:: GIVEN TEXT ::
-- start --

Looking for bargains where others are bailing out.

Russel Kinnel, 08/21/2006

The funds that have suffered the largest net redemptions so far this year is an intriguing list, with a number of surprises. Some look more like buys than sells to me, but I'm a contrarian.

Below are my comments about the funds that are seeing the most money head out the door. For a complete list of the 20 funds with the greatest net redemptions in 2006, see the table near the end.

Fidelity Magellan FMAGX
Net Outflows: $6.3 billion

It's easy to see why investors are redeeming their shares in this fund. Its huge asset base and poor stock selection have caused it to beat the index in only two of the past six years. Moreover, Harry Lange's early lead versus the index this year turned quickly into a deficit when the markets pounded tech and Japanese stocks in the second quarter. For the year to date, the fund is up just 0.8%, while the S&P has returned 5%.

On the plus side, Lange's tenure here has been too brief to draw any conclusions, and the fund's outflows have the fund down to a more manageable $44 billion. So, I'm more bullish on this fund than I have been in a while, but I still wouldn't buy.

American Century Ultra TWCUX
Net Outflows: $3.9 billion

It's no accident that many of the funds on this list are large blend or large growth. A small-value fund that has underperformed lately might still be up 9% annualized over the past five years. Large-growth underperformers, by contrast, are apt to be in the red.

This fund has made the mistake of getting aggressive in a market that has largely punished aggressive moves. Big bets on Internet-related stocks like Amazon AMZN, eBay EBAY, and Yahoo YHOO have been murder on this fund, as it is having its second bad year in a row. A large-cap growth rally could make this fund a star again, but waiting is tough.

-- end --

:: RECORDED INFORMATION ::
-- start --

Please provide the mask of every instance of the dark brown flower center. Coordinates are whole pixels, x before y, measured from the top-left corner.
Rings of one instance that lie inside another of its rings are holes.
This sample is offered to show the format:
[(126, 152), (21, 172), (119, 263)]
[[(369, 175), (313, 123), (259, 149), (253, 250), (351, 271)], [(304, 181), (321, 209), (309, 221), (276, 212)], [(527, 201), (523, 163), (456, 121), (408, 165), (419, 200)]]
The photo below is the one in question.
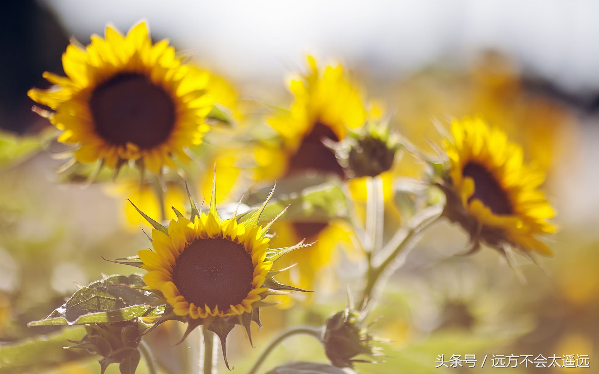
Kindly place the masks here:
[(137, 73), (117, 74), (99, 85), (89, 106), (96, 132), (113, 144), (151, 148), (167, 140), (174, 127), (170, 96)]
[(177, 259), (173, 281), (185, 300), (226, 311), (252, 290), (254, 267), (243, 245), (224, 239), (198, 239)]
[(470, 177), (474, 181), (474, 193), (468, 199), (468, 202), (478, 199), (495, 214), (512, 214), (513, 212), (507, 193), (485, 166), (470, 162), (464, 166), (462, 173), (464, 177)]
[(305, 238), (308, 241), (313, 241), (327, 224), (324, 222), (293, 222), (291, 226), (298, 239)]
[(335, 154), (322, 144), (323, 138), (339, 141), (331, 127), (319, 121), (314, 123), (310, 133), (304, 138), (297, 152), (289, 160), (287, 176), (311, 169), (343, 177), (343, 169), (337, 162)]

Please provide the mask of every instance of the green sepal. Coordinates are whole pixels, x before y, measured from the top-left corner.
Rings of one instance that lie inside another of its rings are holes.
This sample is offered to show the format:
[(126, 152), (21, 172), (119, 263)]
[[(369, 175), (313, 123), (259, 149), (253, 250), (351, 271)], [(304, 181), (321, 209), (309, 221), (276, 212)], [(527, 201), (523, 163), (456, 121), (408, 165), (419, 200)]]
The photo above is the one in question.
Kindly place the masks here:
[(256, 211), (252, 214), (252, 215), (244, 221), (244, 223), (246, 224), (246, 227), (255, 226), (258, 224), (258, 221), (260, 220), (260, 217), (262, 215), (262, 212), (264, 212), (264, 209), (266, 208), (266, 206), (268, 204), (268, 202), (270, 202), (270, 199), (273, 198), (273, 194), (274, 193), (274, 189), (276, 188), (277, 188), (276, 183), (274, 184), (273, 188), (268, 193), (268, 196), (267, 196), (266, 200), (265, 200), (264, 202), (262, 203), (260, 208), (258, 208), (258, 209), (256, 209)]
[(140, 364), (140, 358), (141, 358), (140, 351), (138, 349), (132, 351), (131, 353), (126, 357), (123, 358), (119, 364), (119, 370), (120, 374), (135, 374), (137, 366)]
[(131, 266), (135, 266), (135, 267), (139, 267), (140, 269), (142, 265), (144, 264), (144, 263), (141, 262), (141, 260), (140, 259), (140, 256), (138, 256), (122, 257), (120, 259), (114, 259), (114, 260), (108, 260), (108, 259), (102, 257), (102, 259), (115, 264), (129, 265)]
[(212, 321), (210, 326), (207, 326), (209, 331), (216, 334), (219, 339), (220, 339), (220, 347), (223, 351), (223, 357), (225, 358), (225, 364), (226, 368), (231, 370), (229, 367), (229, 361), (226, 358), (226, 337), (231, 332), (231, 330), (235, 327), (235, 324), (230, 323), (225, 318), (216, 318)]
[[(196, 327), (204, 324), (206, 322), (208, 321), (204, 321), (204, 318), (198, 318), (197, 320), (194, 320), (193, 318), (188, 317), (187, 318), (187, 329), (185, 329), (185, 332), (183, 333), (183, 336), (181, 337), (181, 340), (177, 342), (175, 345), (179, 345), (179, 344), (183, 343), (183, 340), (185, 340), (185, 338), (187, 337), (187, 335), (191, 333), (191, 332), (193, 331)], [(206, 324), (207, 324), (207, 323)]]
[(295, 266), (297, 264), (298, 264), (298, 263), (296, 262), (295, 263), (289, 265), (289, 266), (287, 266), (286, 267), (283, 267), (283, 269), (280, 269), (279, 270), (271, 270), (270, 272), (268, 272), (268, 276), (274, 276), (274, 275), (276, 275), (277, 274), (279, 274), (280, 273), (282, 273), (283, 272), (286, 272), (286, 271), (288, 270), (289, 269), (291, 269), (292, 267), (293, 267), (294, 266)]
[(277, 291), (284, 290), (285, 291), (295, 291), (297, 292), (314, 292), (313, 291), (307, 291), (306, 290), (302, 290), (301, 288), (294, 287), (291, 285), (287, 285), (286, 284), (282, 284), (276, 281), (273, 277), (267, 278), (267, 279), (264, 281), (264, 287), (276, 290)]
[(167, 321), (179, 321), (179, 322), (185, 322), (187, 320), (187, 317), (181, 317), (177, 315), (173, 312), (173, 307), (170, 305), (167, 304), (167, 306), (164, 309), (164, 312), (161, 315), (160, 318), (156, 321), (150, 329), (147, 330), (146, 332), (141, 335), (141, 336), (149, 333), (153, 331), (155, 329), (162, 324)]
[(177, 208), (175, 208), (174, 206), (171, 206), (171, 209), (172, 209), (173, 211), (175, 212), (175, 214), (177, 215), (177, 217), (181, 218), (184, 217), (183, 215), (181, 214), (181, 212), (177, 210)]
[(129, 200), (129, 199), (128, 199), (127, 201), (128, 201), (129, 202), (131, 203), (131, 205), (133, 205), (133, 207), (135, 208), (135, 210), (137, 210), (140, 213), (140, 214), (141, 215), (142, 217), (143, 217), (144, 218), (146, 218), (146, 220), (148, 222), (149, 222), (150, 224), (151, 224), (153, 227), (154, 227), (156, 230), (159, 230), (160, 231), (162, 231), (164, 233), (167, 234), (167, 235), (168, 235), (168, 229), (167, 229), (165, 227), (163, 226), (162, 224), (161, 224), (158, 222), (156, 222), (154, 220), (153, 220), (151, 218), (150, 218), (150, 217), (148, 216), (147, 214), (146, 214), (144, 213), (143, 212), (142, 212), (141, 211), (140, 211), (140, 208), (138, 208), (137, 206), (135, 206), (135, 205), (134, 204), (133, 202), (131, 200)]
[(193, 198), (191, 196), (191, 193), (189, 192), (189, 187), (187, 186), (187, 182), (185, 183), (185, 191), (187, 191), (187, 199), (189, 199), (189, 205), (191, 206), (191, 217), (189, 217), (189, 220), (193, 222), (195, 217), (199, 217), (199, 211), (198, 211), (198, 206), (195, 205), (195, 202), (193, 201)]
[(210, 120), (215, 120), (219, 123), (231, 126), (231, 118), (225, 111), (220, 109), (216, 105), (213, 105), (210, 112), (206, 115), (206, 118)]
[(216, 209), (216, 164), (214, 164), (214, 175), (212, 179), (212, 193), (210, 194), (210, 206), (208, 208), (208, 212), (214, 216), (219, 224), (222, 223), (222, 220)]
[(285, 247), (280, 248), (274, 248), (271, 250), (267, 252), (266, 259), (268, 261), (272, 261), (273, 262), (276, 262), (277, 260), (285, 256), (288, 253), (295, 251), (295, 250), (298, 250), (300, 248), (305, 248), (307, 247), (310, 247), (313, 245), (316, 242), (313, 242), (311, 243), (304, 243), (304, 241), (300, 242), (295, 245), (292, 245), (291, 247)]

-- end --

:: EXERCISES ::
1/ Quote the passage of the fund-outflows article starting at "American Century Ultra" and ending at "in the red.".
2/ In the fund-outflows article, what was Fidelity Magellan's year-to-date return, and what had the S&P returned over the same period?
The data above comes from a different source than the text.

:: WORKED ANSWERS ::
1/
American Century Ultra TWCUX
Net Outflows: $3.9 billion

It's no accident that many of the funds on this list are large blend or large growth. A small-value fund that has underperformed lately might still be up 9% annualized over the past five years. Large-growth underperformers, by contrast, are apt to be in the red.

2/ Fidelity Magellan was up 0.8%, while the S&P had returned 5%.